=== TASK INSTRUCTIONS ===
- A) In the article on Argentina's inflation, what monthly rate did prices rise at in April?
- B) Reproduce everything in the article on Argentina's inflation from "Government data in" down to "country’s troubled economy.".
- C) Carry the article on Argentina's inflation forward, picking up after its final sentence.

Government data in Argentina shows that the country’s monthly inflation rate has eased sharply to a single-digit rate in April for the first time in half a year
BUENOS AIRES, Argentina -- Argentina’s monthly inflation rate eased sharply to a single-digit rate in April for the first time in half a year, data released Tuesday showed, a closely watched indicator that bolsters President Javier Milei’s severe austerity program aimed at fixing the country’s troubled economy.
Prices rose at a rate of 8.8% last month, the Argentine government statistics agency reported, down from a monthly rate of 11% in March and well below a peak of 25% last December, when Milei became president with a mission to combat Argentina’s dizzying inflation, among the highest in the world.
Although praised by the International Monetary Fund and cheered by market watchers, Milei’s cost-cutting campaign and deregulation have in the short term been squeezing families whose money has plummeted in value while the cost of nearly everything has skyrocketed. Annual inflation is at 289.4%
“People are in pain,” said 23-year-old Augustin Perez, a supermarket worker in the suburbs of Buenos Aires who said his rent had soared by 90% since Milei deregulated the real estate market and his electricity bill had nearly tripled since the government slashed subsidies. “They say things are getting better, but how? I don’t understand.”

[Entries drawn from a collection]
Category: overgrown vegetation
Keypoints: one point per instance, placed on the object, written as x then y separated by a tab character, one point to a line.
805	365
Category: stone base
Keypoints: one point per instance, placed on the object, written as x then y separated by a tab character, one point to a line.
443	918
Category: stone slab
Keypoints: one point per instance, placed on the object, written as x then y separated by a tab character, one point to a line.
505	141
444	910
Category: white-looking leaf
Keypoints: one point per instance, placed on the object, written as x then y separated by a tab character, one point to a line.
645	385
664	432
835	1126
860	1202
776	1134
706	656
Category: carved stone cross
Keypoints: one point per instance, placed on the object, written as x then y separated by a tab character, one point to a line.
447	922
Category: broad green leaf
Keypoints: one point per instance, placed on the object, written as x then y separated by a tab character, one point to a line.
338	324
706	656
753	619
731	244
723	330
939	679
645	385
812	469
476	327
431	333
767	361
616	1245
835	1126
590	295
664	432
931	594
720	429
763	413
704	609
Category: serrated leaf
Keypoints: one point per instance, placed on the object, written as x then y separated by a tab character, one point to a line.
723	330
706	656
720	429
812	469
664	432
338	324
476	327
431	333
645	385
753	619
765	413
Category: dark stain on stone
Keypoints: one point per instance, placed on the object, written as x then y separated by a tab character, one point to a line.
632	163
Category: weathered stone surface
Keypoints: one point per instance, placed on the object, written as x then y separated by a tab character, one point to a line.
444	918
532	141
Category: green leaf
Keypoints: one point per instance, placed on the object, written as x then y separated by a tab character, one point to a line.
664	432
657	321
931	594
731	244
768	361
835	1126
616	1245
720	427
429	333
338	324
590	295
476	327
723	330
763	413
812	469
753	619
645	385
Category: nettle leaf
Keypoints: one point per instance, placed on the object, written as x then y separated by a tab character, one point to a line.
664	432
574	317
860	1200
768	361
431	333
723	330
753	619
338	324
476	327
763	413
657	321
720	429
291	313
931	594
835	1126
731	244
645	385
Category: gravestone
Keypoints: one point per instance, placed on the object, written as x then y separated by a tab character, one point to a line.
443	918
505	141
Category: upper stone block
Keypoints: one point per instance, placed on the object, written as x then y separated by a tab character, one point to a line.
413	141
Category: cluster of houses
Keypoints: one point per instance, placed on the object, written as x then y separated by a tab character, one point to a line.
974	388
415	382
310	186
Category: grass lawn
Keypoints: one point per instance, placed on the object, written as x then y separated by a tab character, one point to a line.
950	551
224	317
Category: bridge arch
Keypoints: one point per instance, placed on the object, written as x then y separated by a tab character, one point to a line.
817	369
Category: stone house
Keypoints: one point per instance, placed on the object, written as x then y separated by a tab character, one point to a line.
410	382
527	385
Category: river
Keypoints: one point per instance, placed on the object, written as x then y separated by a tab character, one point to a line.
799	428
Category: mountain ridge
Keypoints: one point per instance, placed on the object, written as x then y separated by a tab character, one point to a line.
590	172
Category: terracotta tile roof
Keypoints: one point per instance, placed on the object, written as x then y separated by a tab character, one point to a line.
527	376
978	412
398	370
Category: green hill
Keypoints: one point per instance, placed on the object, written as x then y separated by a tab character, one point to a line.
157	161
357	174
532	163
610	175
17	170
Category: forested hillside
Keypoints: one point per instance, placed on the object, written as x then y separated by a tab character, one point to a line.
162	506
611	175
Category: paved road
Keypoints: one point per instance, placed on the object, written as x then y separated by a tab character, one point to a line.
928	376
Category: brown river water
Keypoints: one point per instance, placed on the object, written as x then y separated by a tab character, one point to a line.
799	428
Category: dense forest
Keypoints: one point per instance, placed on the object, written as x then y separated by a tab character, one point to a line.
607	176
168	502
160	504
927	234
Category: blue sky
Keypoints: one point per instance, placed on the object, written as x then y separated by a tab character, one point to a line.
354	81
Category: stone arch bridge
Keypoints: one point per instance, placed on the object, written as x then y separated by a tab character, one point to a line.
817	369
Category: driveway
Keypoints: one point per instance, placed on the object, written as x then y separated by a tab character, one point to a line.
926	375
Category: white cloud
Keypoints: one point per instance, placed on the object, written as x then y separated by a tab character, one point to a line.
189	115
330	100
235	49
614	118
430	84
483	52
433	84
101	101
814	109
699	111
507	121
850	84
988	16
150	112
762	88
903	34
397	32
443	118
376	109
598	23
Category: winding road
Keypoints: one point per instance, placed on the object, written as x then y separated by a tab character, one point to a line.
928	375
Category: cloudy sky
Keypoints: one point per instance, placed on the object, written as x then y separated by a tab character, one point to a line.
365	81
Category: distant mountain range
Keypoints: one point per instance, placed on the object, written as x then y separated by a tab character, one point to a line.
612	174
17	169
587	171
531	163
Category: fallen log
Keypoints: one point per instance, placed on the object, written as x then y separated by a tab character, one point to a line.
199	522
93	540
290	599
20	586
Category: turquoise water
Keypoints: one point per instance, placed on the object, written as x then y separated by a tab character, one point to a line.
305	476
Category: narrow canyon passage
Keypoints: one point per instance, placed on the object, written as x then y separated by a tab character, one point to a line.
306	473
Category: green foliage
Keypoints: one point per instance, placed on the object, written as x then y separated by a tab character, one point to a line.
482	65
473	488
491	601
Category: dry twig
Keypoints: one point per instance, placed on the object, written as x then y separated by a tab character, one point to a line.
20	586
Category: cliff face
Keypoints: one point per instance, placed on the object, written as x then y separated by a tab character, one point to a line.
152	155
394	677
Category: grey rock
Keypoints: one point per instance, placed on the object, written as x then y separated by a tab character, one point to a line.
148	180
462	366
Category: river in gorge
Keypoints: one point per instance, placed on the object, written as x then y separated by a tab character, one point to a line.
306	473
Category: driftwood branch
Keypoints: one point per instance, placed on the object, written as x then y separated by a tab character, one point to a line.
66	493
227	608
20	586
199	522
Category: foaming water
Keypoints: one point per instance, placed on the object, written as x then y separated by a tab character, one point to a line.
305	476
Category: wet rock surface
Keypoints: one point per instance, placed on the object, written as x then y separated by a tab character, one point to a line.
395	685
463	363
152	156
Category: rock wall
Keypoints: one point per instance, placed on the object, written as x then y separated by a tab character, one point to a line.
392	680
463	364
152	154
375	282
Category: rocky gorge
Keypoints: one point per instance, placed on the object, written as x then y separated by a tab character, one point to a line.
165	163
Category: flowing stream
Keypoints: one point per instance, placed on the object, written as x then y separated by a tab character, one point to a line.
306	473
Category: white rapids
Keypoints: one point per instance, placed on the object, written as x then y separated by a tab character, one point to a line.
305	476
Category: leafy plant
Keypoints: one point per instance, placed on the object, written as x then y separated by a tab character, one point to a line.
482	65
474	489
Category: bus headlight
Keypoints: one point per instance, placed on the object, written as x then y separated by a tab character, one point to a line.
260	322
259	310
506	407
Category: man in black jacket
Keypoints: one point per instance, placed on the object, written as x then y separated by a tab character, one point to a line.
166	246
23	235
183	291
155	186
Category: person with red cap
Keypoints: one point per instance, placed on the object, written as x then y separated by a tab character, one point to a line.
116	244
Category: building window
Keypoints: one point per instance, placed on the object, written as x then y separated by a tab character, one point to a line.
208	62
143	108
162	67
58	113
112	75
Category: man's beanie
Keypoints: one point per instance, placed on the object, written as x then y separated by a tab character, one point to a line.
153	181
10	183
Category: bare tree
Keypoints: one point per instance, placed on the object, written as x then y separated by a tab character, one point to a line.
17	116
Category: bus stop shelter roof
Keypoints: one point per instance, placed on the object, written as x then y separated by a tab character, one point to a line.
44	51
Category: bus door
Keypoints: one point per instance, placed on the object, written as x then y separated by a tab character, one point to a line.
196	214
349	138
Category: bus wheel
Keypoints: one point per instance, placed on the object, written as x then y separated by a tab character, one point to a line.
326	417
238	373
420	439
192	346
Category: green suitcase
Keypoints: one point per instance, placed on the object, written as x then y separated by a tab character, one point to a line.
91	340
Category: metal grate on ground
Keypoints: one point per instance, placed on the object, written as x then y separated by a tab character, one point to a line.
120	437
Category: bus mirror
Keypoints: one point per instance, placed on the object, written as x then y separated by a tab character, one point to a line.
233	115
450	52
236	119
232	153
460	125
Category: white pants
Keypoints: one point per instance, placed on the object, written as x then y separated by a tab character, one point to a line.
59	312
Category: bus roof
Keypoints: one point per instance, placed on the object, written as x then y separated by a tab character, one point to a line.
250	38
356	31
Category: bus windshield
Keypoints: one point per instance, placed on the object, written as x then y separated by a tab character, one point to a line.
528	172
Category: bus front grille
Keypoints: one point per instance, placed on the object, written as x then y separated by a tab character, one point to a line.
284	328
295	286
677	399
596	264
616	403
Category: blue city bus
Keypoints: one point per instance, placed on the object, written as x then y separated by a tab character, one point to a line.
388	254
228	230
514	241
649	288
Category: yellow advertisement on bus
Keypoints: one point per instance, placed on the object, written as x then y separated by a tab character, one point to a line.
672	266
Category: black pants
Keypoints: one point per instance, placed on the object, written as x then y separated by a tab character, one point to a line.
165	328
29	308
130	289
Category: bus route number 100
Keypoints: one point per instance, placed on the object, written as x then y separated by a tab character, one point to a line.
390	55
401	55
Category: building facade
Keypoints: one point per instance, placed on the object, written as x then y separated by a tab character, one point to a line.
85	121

=== RESPONSES TO THE EXERCISE ===
- A) 8.8%

- B)
Government data in Argentina shows that the country’s monthly inflation rate has eased sharply to a single-digit rate in April for the first time in half a year
BUENOS AIRES, Argentina -- Argentina’s monthly inflation rate eased sharply to a single-digit rate in April for the first time in half a year, data released Tuesday showed, a closely watched indicator that bolsters President Javier Milei’s severe austerity program aimed at fixing the country’s troubled economy.

- C)
Milei’s social media feed in recent weeks has become a stream of good economic news: Argentine bonds posting some of the best gains among emerging markets, officials celebrating its first quarterly surplus since 2008 and the IMF announcing Monday it would release another $800 million loan — a symbolic vote of confidence in Milei’s overhaul.
“The important thing is to score goals now,” Milei said at an event at the presidential palace Tuesday. “We are beating inflation.”
Even so, some experts warn that falling inflation isn’t necessarily an economic victory — rather the symptom of a painful recession. The IMF expects Argentina’s gross domestic product to shrink by 2.8% this year.
“You’ve had a massive collapse in private spending, which explains why consumption has dropped dramatically and why inflation is also falling,” said Monica de Bolle, a senior fellow at the Peterson Institute for International Economics who studies emerging markets. “People are worse off than they were before. That leads them to spend less.”